**EXERCISE GOAL**. Retype the records below word for word, from the line containing "Shot-chart audit: point to every instance of the baby's forehead" through the line containing "Target: baby's thumb", including both of those lines.

+++

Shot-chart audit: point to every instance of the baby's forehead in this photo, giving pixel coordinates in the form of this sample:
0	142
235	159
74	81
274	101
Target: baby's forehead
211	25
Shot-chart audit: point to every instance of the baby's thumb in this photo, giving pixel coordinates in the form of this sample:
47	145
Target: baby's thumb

+++

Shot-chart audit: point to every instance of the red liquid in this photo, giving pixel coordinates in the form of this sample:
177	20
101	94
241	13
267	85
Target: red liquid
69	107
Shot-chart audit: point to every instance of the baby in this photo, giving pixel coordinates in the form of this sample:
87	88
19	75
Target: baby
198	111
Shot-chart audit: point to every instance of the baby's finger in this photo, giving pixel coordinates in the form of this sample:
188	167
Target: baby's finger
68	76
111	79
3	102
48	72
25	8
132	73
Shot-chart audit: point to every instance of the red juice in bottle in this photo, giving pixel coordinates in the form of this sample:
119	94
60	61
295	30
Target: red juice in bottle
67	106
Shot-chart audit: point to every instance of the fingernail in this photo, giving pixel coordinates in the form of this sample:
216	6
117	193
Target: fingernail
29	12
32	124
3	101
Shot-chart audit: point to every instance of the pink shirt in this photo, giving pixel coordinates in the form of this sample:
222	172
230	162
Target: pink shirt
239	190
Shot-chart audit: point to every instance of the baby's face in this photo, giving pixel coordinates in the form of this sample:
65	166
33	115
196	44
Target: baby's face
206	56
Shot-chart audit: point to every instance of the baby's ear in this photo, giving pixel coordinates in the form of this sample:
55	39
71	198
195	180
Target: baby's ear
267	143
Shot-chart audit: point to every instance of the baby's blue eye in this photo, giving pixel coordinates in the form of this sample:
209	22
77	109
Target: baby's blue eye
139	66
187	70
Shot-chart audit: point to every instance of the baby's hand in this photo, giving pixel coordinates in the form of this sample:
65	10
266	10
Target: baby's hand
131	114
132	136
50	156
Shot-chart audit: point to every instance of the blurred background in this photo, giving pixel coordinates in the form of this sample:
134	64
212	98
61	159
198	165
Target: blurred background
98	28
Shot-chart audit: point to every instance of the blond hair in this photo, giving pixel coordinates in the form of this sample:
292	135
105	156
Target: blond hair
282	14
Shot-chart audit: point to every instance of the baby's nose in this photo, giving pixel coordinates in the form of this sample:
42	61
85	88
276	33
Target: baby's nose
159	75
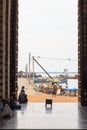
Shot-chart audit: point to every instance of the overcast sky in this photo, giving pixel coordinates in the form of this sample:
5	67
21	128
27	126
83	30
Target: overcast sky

+++

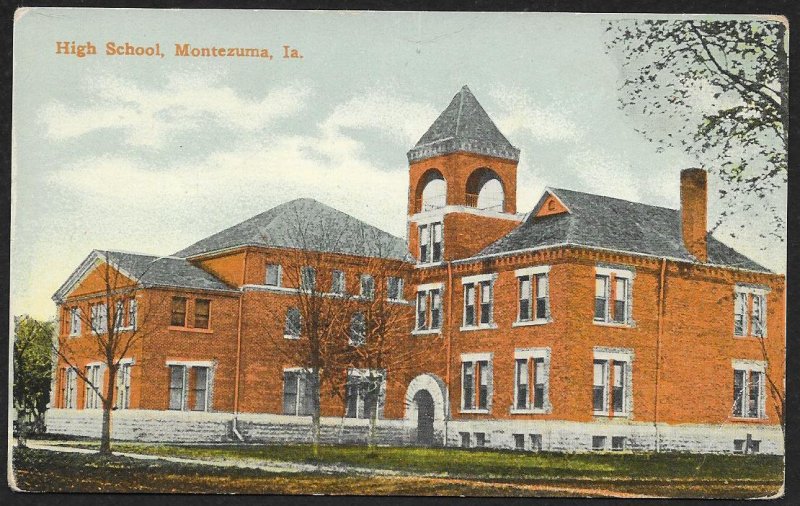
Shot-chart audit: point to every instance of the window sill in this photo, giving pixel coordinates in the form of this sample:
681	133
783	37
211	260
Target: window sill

+++

**EXERCISE RESULT**.
Shot-chart audit: point to every instance of the baby's forehead in this photo, giving pixel coordinates in the form of this sample:
0	142
235	159
74	81
274	101
Target: baby's forehead
211	25
Shot-chart audit: point to every instance of the baby's thumb in this photo, giving pixel coordinates in the form of this sample:
47	145
Target: baby's thumb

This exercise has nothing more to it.